PROVIDED PASSAGE:
______________________________

PLEASE NOTE. THESE ARE ALL NUMBERED #1 ON PURPOSE!

1. MEN ARE NOT MIND READERS.

1. LEARN TO WORK THE TOILET SEAT. YOU'RE A BIG GIRL. IF IT'S UP, PUT IT DOWN. WE NEED IT UP, YOU NEED IT DOWN. YOU DON'T HEAR US COMPLAINING ABOUT YOU LEAVING IT DOWN.

1. CRYING IS BLACKMAIL.

1. ASK FOR WHAT YOU WANT. LET US BE CLEAR ON THIS ONE:

SUBTLE HINTS DO NOT WORK!

STRONG HINTS DO NOT WORK!

OBVIOUS HINTS DO NOT WORK!

JUST SAY IT!

1. YES AND NO ARE PERFECTLY ACCEPTABLE ANSWERS TO ALMOST EVERY QUESTION.

______________________________

INFORMATION SHOWN:
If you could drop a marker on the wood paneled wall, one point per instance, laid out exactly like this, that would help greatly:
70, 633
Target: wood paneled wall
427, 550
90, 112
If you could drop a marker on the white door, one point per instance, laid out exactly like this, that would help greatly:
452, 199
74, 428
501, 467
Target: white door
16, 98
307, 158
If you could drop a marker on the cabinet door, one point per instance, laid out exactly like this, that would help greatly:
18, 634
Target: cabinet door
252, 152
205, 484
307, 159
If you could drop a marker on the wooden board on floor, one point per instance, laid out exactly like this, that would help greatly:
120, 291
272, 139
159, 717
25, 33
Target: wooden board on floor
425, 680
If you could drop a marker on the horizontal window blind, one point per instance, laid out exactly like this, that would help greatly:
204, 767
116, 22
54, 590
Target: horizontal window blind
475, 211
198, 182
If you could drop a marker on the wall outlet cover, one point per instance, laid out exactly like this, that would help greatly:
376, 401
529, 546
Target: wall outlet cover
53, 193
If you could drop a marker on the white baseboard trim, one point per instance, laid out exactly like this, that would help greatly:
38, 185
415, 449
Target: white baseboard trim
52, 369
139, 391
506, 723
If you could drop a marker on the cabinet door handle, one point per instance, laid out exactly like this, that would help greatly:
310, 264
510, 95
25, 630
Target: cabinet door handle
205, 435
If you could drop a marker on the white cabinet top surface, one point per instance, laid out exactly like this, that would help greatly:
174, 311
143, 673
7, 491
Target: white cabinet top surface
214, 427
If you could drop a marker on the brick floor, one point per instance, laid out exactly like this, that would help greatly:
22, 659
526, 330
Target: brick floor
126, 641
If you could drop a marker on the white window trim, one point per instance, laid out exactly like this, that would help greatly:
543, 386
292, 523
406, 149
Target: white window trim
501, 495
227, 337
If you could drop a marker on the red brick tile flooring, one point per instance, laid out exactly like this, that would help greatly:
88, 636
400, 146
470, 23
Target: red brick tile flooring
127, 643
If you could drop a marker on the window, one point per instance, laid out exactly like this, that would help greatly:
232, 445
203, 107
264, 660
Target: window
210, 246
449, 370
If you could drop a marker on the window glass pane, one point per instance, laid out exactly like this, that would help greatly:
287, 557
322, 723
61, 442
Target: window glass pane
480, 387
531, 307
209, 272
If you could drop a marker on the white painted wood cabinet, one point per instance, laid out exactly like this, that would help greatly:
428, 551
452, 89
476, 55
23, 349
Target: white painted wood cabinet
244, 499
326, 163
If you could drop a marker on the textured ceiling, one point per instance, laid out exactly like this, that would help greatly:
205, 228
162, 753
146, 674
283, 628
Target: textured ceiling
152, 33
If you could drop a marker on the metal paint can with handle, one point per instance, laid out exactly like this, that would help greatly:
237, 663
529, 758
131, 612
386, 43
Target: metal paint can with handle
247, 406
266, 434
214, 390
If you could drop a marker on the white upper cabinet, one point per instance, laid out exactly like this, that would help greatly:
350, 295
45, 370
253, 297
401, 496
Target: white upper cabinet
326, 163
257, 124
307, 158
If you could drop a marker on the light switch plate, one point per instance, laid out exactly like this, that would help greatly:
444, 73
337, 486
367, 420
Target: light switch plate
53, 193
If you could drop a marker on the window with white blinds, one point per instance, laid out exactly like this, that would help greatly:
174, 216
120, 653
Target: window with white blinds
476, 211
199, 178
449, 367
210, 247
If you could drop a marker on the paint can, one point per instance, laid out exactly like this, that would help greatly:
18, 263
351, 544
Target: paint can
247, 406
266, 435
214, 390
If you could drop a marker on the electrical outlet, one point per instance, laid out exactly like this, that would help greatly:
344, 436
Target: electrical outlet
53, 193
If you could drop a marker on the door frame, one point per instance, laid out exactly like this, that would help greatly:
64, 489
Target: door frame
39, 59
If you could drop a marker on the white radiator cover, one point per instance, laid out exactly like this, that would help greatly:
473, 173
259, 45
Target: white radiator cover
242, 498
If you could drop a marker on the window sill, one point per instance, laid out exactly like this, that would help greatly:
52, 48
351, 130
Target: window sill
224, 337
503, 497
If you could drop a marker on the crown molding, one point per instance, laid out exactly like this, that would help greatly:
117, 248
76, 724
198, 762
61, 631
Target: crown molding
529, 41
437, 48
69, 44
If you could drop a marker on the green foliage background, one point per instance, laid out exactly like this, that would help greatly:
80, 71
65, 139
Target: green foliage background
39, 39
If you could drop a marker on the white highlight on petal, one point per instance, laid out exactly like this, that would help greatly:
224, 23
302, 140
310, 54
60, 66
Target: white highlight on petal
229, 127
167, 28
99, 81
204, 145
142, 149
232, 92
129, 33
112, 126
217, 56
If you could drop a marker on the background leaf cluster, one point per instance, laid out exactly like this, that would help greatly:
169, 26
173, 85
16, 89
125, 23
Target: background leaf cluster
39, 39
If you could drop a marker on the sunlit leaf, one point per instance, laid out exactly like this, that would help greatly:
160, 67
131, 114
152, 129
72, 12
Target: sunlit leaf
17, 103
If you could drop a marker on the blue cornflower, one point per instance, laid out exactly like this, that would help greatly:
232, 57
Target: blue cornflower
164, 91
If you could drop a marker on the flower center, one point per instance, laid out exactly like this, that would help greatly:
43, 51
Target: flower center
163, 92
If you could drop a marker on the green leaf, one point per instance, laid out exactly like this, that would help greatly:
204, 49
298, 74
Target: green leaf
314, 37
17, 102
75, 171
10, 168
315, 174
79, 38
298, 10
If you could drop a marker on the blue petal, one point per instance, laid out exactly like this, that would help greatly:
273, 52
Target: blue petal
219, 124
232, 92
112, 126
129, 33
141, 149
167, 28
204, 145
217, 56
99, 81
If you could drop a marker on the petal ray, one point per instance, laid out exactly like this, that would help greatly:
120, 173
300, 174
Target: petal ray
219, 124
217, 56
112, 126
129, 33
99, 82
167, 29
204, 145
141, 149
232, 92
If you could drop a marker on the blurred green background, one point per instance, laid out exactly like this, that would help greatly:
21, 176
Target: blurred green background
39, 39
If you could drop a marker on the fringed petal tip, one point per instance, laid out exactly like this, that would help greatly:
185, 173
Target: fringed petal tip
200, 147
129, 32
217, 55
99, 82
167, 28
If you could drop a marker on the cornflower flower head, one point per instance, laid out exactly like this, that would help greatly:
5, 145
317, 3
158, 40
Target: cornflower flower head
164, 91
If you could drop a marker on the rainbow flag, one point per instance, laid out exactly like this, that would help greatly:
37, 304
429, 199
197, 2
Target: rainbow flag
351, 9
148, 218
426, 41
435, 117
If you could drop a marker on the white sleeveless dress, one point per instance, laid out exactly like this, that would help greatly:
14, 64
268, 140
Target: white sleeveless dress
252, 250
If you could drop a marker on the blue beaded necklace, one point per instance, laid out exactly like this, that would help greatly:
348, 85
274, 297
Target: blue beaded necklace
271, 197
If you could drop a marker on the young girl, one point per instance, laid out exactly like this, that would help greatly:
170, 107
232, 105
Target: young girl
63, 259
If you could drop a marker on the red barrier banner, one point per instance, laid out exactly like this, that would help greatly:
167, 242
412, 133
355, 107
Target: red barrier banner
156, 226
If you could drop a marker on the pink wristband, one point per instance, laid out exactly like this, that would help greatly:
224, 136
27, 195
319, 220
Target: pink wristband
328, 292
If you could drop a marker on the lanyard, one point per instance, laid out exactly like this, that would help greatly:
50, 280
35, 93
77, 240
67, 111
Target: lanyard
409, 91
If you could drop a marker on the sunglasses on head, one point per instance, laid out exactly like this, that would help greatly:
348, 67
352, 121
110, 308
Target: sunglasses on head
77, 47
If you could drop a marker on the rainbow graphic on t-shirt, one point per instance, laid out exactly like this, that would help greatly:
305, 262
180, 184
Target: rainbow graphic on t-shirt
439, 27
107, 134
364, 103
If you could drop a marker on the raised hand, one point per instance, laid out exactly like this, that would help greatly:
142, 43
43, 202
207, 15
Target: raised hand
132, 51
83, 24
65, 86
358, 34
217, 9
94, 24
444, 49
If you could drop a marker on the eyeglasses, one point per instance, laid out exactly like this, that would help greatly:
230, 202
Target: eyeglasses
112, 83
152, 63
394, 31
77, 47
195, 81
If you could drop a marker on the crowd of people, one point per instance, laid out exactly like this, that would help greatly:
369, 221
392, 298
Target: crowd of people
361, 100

______________________________

WHAT TO PRODUCE:
Extend the all-caps list of rules, starting after its last item. The material comes from a different source than the text.

WRITTEN ANSWER:
1.. COME TO US WITH A PROBLEM ONLY IF YOU WANT HELP SOLVING IT. THAT'S WHAT WE DO. SYMPATHY IS WHAT YOUR GIRLFRIENDS ARE FOR.

1. ANYTHING WE SAID 6 MONTHS AGO IS INADMISSIBLE IN AN ARGUMENT. IN FACT, ALL COMMENTS BECOME NULL AND VOID AFTER 7 DAYS.

1. IF YOU THINK YOU'RE FAT, YOU PROBABLY ARE. DON'T ASK US.

1. IF SOMETHING WE SAID CAN BE INTERPRETED TWO WAYS AND ONE OF THE WAYS MAKES YOU SAD OR ANGRY, WE MEANT THE OTHER ONE.

1. YOU CAN EITHER ASK US TO DO SOMETHING OR TELL US HOW YOU WANT IT DONE. NOT BOTH.

IF YOU ALREADY KNOW BEST HOW TO DO IT, JUST DO IT YOURSELF.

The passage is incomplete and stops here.